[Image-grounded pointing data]

>>>

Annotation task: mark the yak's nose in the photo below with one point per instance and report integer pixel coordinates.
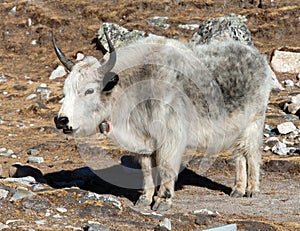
(61, 122)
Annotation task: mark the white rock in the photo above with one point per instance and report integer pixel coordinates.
(79, 56)
(3, 226)
(285, 61)
(280, 149)
(31, 96)
(286, 127)
(188, 26)
(29, 22)
(231, 227)
(289, 83)
(61, 210)
(35, 159)
(166, 223)
(3, 193)
(22, 193)
(58, 72)
(13, 11)
(28, 180)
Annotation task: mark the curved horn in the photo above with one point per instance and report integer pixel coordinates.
(106, 67)
(64, 60)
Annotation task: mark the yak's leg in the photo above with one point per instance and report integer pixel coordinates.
(168, 166)
(240, 177)
(253, 164)
(248, 157)
(149, 186)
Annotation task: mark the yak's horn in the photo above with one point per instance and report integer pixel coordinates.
(106, 67)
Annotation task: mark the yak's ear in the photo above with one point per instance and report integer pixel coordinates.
(110, 80)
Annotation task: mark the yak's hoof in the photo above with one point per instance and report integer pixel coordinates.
(143, 201)
(250, 193)
(162, 204)
(236, 194)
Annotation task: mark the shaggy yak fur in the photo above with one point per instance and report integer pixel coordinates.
(162, 96)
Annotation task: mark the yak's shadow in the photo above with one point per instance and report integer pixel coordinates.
(119, 180)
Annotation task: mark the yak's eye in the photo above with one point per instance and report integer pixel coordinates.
(89, 91)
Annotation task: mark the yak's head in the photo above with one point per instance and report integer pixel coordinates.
(87, 92)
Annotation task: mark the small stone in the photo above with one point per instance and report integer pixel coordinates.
(206, 211)
(4, 226)
(285, 61)
(2, 79)
(22, 193)
(35, 159)
(31, 96)
(95, 226)
(13, 11)
(57, 216)
(286, 127)
(289, 83)
(33, 152)
(28, 180)
(41, 222)
(159, 22)
(79, 56)
(58, 73)
(61, 210)
(280, 149)
(166, 223)
(3, 193)
(188, 26)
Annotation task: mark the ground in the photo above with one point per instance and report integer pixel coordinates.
(27, 60)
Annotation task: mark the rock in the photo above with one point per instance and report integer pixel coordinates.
(95, 226)
(22, 193)
(166, 223)
(13, 11)
(159, 22)
(58, 73)
(119, 36)
(289, 83)
(3, 193)
(61, 210)
(286, 127)
(18, 170)
(230, 27)
(104, 198)
(285, 61)
(293, 106)
(37, 205)
(291, 118)
(35, 159)
(188, 26)
(206, 211)
(31, 96)
(44, 91)
(4, 226)
(231, 227)
(79, 56)
(281, 149)
(33, 152)
(28, 180)
(272, 141)
(2, 79)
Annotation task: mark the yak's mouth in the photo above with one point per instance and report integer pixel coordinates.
(68, 130)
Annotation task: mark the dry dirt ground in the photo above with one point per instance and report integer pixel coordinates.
(27, 124)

<<<

** Task **
From the line holding "Annotation task: mark the yak's eye" down to the final line above, quote every line exactly and only those lines.

** The completed task **
Annotation task: mark the yak's eye in the photo above with one point per instance and report integer pixel coordinates.
(89, 91)
Annotation task: mark the yak's head in the photo above with one point per instance and report integer pixel coordinates.
(87, 92)
Annotation task: mark the small stone in the photo above with one point per instance and report integer pixel coordinates.
(206, 211)
(4, 226)
(285, 61)
(2, 79)
(22, 193)
(35, 159)
(31, 96)
(95, 226)
(13, 11)
(57, 216)
(286, 127)
(289, 83)
(33, 152)
(28, 180)
(41, 222)
(159, 22)
(79, 56)
(58, 73)
(61, 210)
(280, 149)
(166, 223)
(3, 193)
(188, 26)
Annotation task: mark the ground in the photo above with one point per instance and report integer pixel coordinates.
(27, 60)
Annotation task: mark the rock in the photo above with one point per instance and report integer pixel coordinates.
(95, 226)
(22, 193)
(166, 223)
(13, 11)
(159, 22)
(58, 73)
(119, 36)
(289, 83)
(3, 193)
(61, 210)
(286, 127)
(18, 170)
(230, 27)
(104, 198)
(285, 61)
(293, 106)
(37, 205)
(291, 118)
(35, 159)
(188, 26)
(206, 211)
(31, 96)
(44, 91)
(4, 226)
(231, 227)
(79, 56)
(281, 149)
(33, 152)
(28, 180)
(272, 141)
(2, 79)
Annotation task: mark the yak's mouth in the photo above with one point per instance and report integer pixel coordinates.
(68, 130)
Annotation task: mark the dry dirt ground in the photo above with one point per instance and report integer pixel coordinates.
(27, 124)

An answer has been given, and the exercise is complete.